--- TEXT SECTION ---
BRIEF DESCRIPTION OF THE FIGURES
FIG. 1 is a block diagram of a 50 BPS speech compression system
according to this invention.
FIG. 2 is a block diagram of a speech synthesizer employing side
information according to this invention.
FIG. 3 is a flow chart of the 50 BPS transmitter section of the
side information capability according to this invention
FIG. 4 is a flow chart depicting the change of pitch and the change
of duration employed on a CELP synthesizer according to this
invention.

--- AIM OF THE EXERCISE ---
From the figure descriptions, return the passage from "BRIEF DESCRIPTION OF" up to and including "information according to this invention.".

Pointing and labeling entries
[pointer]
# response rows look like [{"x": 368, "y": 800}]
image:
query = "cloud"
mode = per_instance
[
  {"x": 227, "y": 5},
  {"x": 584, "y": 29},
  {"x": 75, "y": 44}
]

--- FULL SOLUTION ---
BRIEF DESCRIPTION OF THE FIGURES
FIG. 1 is a block diagram of a 50 BPS speech compression system
according to this invention.
FIG. 2 is a block diagram of a speech synthesizer employing side
information according to this invention.